Records for the task START

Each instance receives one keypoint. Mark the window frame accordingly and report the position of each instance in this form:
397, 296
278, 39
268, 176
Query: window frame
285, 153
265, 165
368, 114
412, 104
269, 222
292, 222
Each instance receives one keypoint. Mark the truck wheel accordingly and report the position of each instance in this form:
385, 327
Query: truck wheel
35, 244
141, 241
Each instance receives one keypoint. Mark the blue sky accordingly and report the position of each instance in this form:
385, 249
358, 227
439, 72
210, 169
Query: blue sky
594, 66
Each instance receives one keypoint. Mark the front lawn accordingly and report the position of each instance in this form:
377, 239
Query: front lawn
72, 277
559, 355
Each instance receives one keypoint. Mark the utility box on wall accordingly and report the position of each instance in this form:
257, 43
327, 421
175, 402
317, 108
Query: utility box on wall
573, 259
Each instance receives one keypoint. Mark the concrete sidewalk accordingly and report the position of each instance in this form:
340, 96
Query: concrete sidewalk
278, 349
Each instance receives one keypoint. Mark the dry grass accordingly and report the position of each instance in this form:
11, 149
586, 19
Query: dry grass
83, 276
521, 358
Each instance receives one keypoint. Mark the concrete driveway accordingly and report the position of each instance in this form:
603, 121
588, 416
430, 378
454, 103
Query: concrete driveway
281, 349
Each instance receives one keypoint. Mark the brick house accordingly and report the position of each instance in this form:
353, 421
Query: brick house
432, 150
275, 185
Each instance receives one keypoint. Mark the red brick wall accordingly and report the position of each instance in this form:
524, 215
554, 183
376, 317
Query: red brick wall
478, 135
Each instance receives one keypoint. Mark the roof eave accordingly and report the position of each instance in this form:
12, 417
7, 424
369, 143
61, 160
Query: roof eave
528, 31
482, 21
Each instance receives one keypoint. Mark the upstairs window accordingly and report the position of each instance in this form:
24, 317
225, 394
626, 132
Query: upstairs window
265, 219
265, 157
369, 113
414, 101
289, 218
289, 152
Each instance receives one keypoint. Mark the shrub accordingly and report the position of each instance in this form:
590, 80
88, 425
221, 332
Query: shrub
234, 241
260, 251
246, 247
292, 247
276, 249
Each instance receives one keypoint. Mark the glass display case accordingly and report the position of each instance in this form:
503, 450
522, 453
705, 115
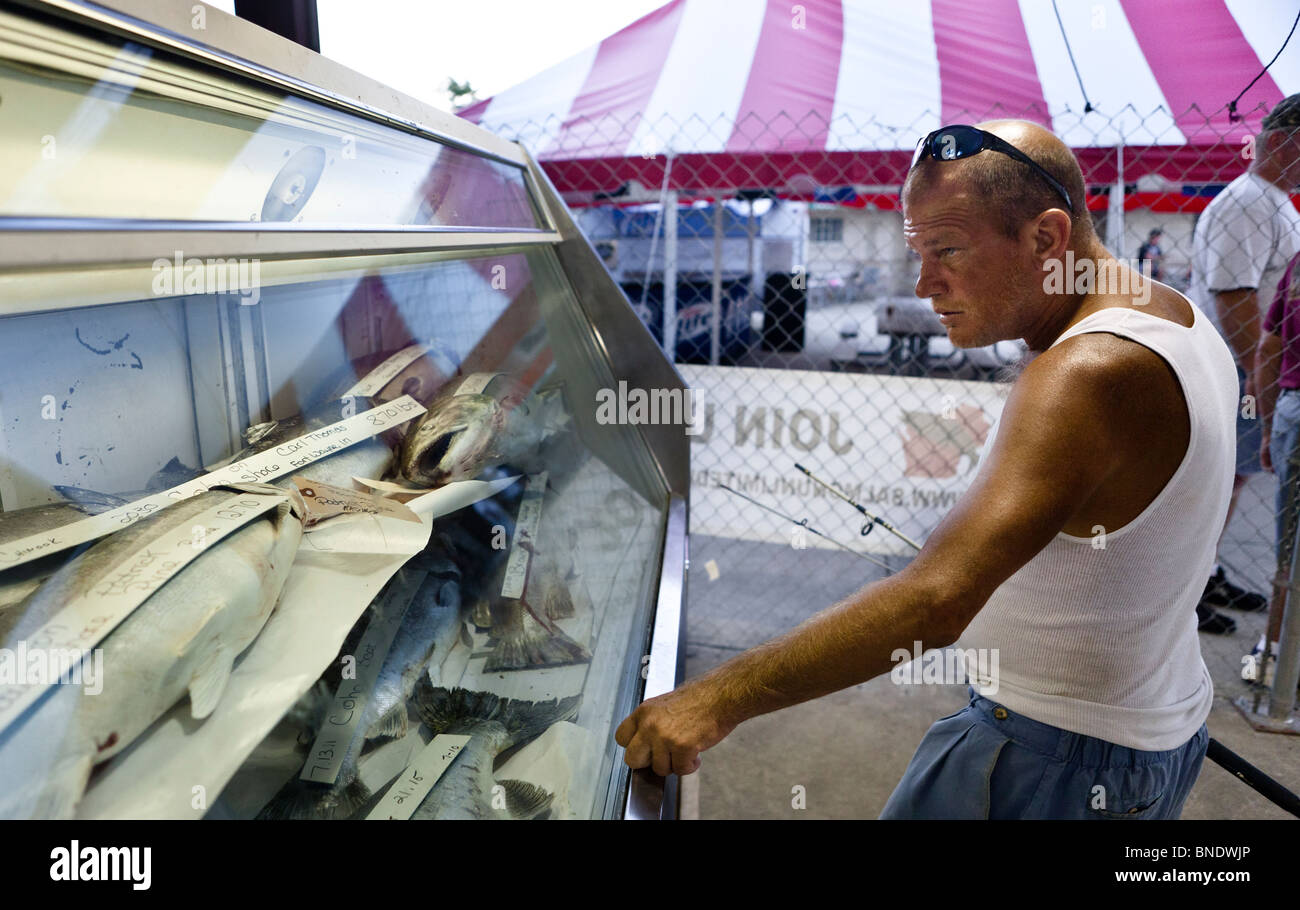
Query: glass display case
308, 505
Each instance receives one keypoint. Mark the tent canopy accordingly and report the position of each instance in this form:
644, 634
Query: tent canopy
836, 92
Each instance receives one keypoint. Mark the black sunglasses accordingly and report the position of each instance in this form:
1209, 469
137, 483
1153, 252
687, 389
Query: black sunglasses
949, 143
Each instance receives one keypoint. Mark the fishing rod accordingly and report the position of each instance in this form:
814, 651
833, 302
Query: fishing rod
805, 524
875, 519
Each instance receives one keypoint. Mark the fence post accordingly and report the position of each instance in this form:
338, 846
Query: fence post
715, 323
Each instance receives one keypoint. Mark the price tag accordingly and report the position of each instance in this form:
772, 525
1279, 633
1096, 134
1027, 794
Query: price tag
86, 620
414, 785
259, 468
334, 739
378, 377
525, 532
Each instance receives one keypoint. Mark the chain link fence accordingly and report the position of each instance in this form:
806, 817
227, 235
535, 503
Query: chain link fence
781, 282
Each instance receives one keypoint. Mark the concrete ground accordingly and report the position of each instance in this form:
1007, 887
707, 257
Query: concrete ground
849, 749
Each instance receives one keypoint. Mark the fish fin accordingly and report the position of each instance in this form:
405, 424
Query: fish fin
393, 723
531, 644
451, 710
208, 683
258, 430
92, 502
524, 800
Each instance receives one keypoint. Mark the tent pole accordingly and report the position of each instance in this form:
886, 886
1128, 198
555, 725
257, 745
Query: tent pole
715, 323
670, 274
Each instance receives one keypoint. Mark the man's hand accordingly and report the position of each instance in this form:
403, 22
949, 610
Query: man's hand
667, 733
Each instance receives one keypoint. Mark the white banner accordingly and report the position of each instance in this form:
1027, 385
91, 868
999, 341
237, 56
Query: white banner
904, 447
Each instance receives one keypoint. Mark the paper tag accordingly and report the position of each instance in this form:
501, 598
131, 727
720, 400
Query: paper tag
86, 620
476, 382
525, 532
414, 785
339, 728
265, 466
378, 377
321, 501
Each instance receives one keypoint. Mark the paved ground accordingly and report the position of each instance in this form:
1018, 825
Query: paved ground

Records for the task END

| Requirement |
Your task is a word-for-word transcription of the entries, leaving out all pictures.

| Exercise result |
Each instance receives one keypoint. Mark the window frame accordingly and report the position of each instance in this form:
397, 296
278, 39
268, 176
Query: window frame
285, 153
265, 165
368, 114
412, 104
269, 222
292, 222
Each instance receives one keypoint. Mark the truck wheel accordingly and report the position of each instance in this form:
385, 327
Query: truck wheel
35, 244
141, 241
Each instance receives one keypoint. Mark the blue sky accordingly and report the position of each instance in this form:
385, 249
358, 227
439, 72
210, 169
Query: blue sky
594, 66
Each instance receives one keypoint. Mark the front lawn accordingly and report the position of each instance in this form:
377, 239
Query: front lawn
72, 277
559, 355
Each instance receives one keypoint. Mark the utility box on wall accordingly and report the position of each instance in this form:
257, 43
327, 421
175, 402
317, 108
Query: utility box on wall
573, 259
Each instance receives one keypoint. Mark the concrete sidewalk accordingly and report the position of each instance in this form:
340, 96
Query: concrete sidewalk
278, 349
Each instance receives one keypoint. Mark the dry grass accordingly and report the position of each instance in this form:
11, 149
586, 19
Query: dry grass
83, 276
521, 358
Each instance receives one keypoint. Mark the concrete driveway accordingly and report the position of each instance in this form:
603, 121
588, 416
430, 378
454, 103
Query: concrete driveway
281, 349
Each instance receives one keypoint. Mark the brick house accordingly and report the position of each instance in this form:
353, 421
Query: brick house
432, 150
275, 185
Each instance receives one keypoint. Mark the red brick wall accordingly and report the position of each instance in this form:
524, 215
554, 183
376, 317
Query: red brick wall
478, 135
Each instance receives one keypoint. Mark the roof eave accordingly and report the position of each instance in this form:
12, 417
7, 424
369, 143
61, 160
Query: roof eave
528, 31
482, 21
Each instance receives one keypoint. Mark the upstairs window accordingly and report the position of each instance in this form:
24, 317
225, 394
626, 132
Query: upstairs window
265, 219
265, 157
369, 113
414, 101
289, 218
289, 152
Each instance receives one keypoint. Mark the shrub accordingly and report the position of each instance in this form:
590, 80
88, 425
221, 332
Query: shrub
234, 241
260, 251
246, 247
292, 247
276, 249
Each instance receives one keypoint. Mark the glass display case accordingly and report the position of each instance in this form:
503, 450
522, 453
705, 115
Query: glass display case
308, 505
Each instance receives one keypoint. Mark the tent canopy accordingly and report the position of each instance in this form:
644, 634
Query: tent canopy
836, 92
Each instance receives one keypoint. Mark the black sunglasses accordingly and report the position of each instance in this form:
1209, 469
137, 483
1153, 252
687, 389
Query: black sunglasses
949, 143
Each instance receives one keypoint. Mark the fishing rod accordingly and report the position of each instance in this form:
814, 651
833, 302
Query: fishing rod
805, 524
875, 519
Each instance receives one keypoint. Mark the fence post accordingly and report the position of each instance in this form:
338, 846
Query: fence post
715, 323
Each instance receives one keypoint. Mark the price tag accordingly and report the position of each instance in this form:
772, 525
1279, 633
1096, 134
1027, 794
Query: price tag
86, 620
414, 785
259, 468
334, 739
378, 377
525, 532
Each instance receives one keypoint. Mark the chain link fence accordingly and report the position of each instance in this form:
806, 817
227, 235
535, 503
Query: chain link fence
781, 282
Each instance receives one keypoint. Mark the concrete ground accordingly and report the position of each instance in this form:
1007, 887
707, 257
Query: concrete ground
849, 749
Each instance receives one keypoint. Mark the fish fin accordingly and report the position of each instance in this form:
405, 424
Query: fish fin
393, 723
531, 644
451, 710
208, 683
258, 430
92, 502
524, 800
Each instance receives one keypoint. Mark the tent pole accordingly and report the position of each instance in this form:
886, 886
1128, 198
555, 725
257, 745
Query: tent pole
715, 323
670, 274
Each instance receives one keypoint. Mark the man's hand accordingly and report the position of each instance in this form:
403, 22
949, 610
Query: man's hand
667, 733
Each instance receives one keypoint. Mark the white banner accordingly and report the position of each instance in this form:
1027, 385
91, 868
999, 341
237, 56
Query: white banner
904, 447
Each instance receives one keypoint. Mark the paper tag accordingly and report the position of each instance in this form:
501, 598
131, 727
720, 400
Query: paper tag
86, 620
476, 382
525, 532
414, 785
339, 728
265, 466
378, 377
321, 501
Each instance receives one keypoint. Mark the paved ground accordingly and report the position of each instance in this form:
1018, 825
Query: paved ground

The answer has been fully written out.